begin AVAILABLE RECORDS

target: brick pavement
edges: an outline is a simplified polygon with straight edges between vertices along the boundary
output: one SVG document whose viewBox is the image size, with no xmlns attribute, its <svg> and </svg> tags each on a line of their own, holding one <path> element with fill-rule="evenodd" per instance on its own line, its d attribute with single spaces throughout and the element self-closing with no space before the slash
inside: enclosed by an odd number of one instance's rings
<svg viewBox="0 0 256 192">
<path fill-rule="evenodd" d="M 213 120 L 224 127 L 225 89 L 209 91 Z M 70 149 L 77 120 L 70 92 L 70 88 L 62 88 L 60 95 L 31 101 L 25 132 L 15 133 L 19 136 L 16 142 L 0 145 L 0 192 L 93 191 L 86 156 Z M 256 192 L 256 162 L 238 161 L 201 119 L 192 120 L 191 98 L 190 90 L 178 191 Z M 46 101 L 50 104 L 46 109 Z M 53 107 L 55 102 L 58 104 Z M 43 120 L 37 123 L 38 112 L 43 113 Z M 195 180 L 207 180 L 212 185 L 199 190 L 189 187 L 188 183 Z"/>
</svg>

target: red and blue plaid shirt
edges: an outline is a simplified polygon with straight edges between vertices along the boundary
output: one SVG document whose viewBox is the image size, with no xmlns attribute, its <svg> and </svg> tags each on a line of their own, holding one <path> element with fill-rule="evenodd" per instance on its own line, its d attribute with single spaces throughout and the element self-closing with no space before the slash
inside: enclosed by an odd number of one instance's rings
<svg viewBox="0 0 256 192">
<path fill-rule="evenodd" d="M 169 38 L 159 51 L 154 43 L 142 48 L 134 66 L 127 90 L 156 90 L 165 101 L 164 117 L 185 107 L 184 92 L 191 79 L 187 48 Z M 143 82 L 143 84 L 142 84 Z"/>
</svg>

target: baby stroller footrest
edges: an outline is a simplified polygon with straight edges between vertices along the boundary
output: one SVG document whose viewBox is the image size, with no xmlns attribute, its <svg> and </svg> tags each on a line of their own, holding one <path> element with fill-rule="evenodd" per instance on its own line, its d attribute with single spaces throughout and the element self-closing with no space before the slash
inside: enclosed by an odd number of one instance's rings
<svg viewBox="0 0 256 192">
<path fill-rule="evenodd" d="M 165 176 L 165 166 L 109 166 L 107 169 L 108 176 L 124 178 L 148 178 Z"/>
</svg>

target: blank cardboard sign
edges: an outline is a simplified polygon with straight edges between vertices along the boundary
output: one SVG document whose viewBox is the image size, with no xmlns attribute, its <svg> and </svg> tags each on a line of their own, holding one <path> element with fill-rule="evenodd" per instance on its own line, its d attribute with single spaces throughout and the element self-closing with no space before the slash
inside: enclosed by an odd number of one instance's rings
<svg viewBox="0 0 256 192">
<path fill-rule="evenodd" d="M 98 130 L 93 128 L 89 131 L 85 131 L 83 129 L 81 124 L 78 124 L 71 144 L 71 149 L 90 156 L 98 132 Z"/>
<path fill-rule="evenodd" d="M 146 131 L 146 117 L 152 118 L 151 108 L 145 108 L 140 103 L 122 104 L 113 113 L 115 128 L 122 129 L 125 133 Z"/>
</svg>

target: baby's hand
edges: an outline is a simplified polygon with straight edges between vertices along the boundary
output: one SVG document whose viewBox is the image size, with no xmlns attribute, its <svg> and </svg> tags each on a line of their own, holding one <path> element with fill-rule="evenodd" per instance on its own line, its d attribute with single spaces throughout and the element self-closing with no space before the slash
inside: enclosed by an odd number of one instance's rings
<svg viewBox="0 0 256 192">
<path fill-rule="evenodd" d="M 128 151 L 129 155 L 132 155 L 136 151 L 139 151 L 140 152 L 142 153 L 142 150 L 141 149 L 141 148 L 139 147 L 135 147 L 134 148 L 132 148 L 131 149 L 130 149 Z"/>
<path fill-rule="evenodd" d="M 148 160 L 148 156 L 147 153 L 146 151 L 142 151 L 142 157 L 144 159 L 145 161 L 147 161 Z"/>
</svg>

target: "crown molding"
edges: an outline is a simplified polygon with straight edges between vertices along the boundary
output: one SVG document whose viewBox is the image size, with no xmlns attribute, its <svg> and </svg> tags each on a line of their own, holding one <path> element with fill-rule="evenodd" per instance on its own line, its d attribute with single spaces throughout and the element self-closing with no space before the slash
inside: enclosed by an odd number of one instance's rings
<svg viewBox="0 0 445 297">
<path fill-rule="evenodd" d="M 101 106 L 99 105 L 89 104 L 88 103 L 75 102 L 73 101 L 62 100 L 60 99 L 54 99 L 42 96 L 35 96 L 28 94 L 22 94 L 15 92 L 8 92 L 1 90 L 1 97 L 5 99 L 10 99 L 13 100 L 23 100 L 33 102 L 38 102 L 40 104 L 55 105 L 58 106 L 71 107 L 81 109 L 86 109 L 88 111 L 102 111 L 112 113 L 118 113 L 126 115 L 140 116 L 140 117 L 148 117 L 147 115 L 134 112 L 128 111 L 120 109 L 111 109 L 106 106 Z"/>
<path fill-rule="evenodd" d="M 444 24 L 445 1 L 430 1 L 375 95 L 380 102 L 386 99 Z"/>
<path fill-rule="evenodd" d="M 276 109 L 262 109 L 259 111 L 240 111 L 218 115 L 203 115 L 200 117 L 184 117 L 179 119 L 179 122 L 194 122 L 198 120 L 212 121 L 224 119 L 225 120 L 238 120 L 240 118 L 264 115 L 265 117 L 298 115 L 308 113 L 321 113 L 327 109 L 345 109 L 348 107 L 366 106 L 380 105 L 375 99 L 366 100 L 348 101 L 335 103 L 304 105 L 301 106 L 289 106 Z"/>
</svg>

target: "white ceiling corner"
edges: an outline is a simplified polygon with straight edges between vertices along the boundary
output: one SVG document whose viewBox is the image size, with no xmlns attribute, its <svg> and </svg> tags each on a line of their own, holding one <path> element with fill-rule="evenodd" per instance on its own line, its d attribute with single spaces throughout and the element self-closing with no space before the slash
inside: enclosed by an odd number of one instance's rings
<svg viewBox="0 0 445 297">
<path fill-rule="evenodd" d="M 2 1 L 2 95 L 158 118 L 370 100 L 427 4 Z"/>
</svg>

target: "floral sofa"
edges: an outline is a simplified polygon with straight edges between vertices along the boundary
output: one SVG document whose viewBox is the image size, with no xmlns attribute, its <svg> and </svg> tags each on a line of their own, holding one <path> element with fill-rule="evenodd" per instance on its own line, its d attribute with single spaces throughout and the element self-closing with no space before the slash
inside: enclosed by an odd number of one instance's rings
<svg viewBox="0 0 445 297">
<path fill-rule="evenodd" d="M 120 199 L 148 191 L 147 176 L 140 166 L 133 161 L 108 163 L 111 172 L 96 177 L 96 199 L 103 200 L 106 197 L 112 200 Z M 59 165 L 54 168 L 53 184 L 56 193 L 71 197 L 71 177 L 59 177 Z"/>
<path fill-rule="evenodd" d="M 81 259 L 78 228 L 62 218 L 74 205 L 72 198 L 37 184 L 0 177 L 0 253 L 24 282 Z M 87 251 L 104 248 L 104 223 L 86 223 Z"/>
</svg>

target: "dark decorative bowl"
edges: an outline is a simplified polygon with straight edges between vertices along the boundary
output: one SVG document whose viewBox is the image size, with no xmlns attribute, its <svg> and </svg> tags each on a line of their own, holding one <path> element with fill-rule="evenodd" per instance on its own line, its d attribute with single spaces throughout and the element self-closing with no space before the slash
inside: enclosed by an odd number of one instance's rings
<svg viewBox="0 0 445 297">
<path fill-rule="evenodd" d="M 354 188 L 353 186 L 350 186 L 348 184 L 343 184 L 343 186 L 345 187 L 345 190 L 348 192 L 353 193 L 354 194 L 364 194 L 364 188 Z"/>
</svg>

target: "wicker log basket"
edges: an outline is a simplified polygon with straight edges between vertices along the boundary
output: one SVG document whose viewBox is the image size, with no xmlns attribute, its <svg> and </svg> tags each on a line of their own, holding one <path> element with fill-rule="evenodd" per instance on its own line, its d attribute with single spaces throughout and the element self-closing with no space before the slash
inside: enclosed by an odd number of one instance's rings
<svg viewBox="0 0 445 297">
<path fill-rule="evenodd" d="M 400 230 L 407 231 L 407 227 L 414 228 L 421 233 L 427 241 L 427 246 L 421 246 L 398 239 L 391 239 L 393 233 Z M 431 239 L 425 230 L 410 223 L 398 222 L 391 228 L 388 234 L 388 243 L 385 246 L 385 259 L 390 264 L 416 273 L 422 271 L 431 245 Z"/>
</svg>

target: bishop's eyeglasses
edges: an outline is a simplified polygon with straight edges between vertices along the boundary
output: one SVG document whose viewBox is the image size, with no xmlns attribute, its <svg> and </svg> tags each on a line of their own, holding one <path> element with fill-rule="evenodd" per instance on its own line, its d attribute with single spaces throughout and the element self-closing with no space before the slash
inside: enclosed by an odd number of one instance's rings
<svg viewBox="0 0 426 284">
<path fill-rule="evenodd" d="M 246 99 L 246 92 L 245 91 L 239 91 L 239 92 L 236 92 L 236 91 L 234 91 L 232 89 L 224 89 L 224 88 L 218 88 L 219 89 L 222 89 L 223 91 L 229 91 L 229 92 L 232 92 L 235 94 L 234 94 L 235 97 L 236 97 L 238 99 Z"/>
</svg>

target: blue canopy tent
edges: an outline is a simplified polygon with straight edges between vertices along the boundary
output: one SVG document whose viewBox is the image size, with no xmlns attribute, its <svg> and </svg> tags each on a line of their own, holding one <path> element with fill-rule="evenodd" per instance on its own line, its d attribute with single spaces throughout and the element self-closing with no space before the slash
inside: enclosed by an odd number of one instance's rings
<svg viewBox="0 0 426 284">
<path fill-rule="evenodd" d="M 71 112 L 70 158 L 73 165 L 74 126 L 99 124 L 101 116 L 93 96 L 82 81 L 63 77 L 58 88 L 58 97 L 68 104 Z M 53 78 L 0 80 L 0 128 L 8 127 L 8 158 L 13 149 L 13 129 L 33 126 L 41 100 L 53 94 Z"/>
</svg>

end AVAILABLE RECORDS

Reproduce only the lines running from the one that contains "target: blue canopy tent" to the last line of the records.

target: blue canopy tent
edges: an outline is a simplified polygon with straight edges between vertices along the boundary
output: one SVG document whose viewBox is the image size, with no xmlns attribute, its <svg> and </svg> tags each on a line of their own, holding one <path> element with fill-rule="evenodd" per instance on its own line, its d attribute with single spaces throughout and the element self-closing with no space before the slash
inside: enclosed by an odd number of one instance's rings
<svg viewBox="0 0 426 284">
<path fill-rule="evenodd" d="M 71 112 L 70 158 L 73 165 L 74 126 L 99 124 L 101 116 L 93 96 L 82 81 L 63 77 L 58 88 L 58 97 L 68 104 Z M 53 78 L 0 80 L 0 128 L 8 127 L 8 158 L 13 149 L 13 129 L 33 126 L 41 100 L 53 94 Z"/>
</svg>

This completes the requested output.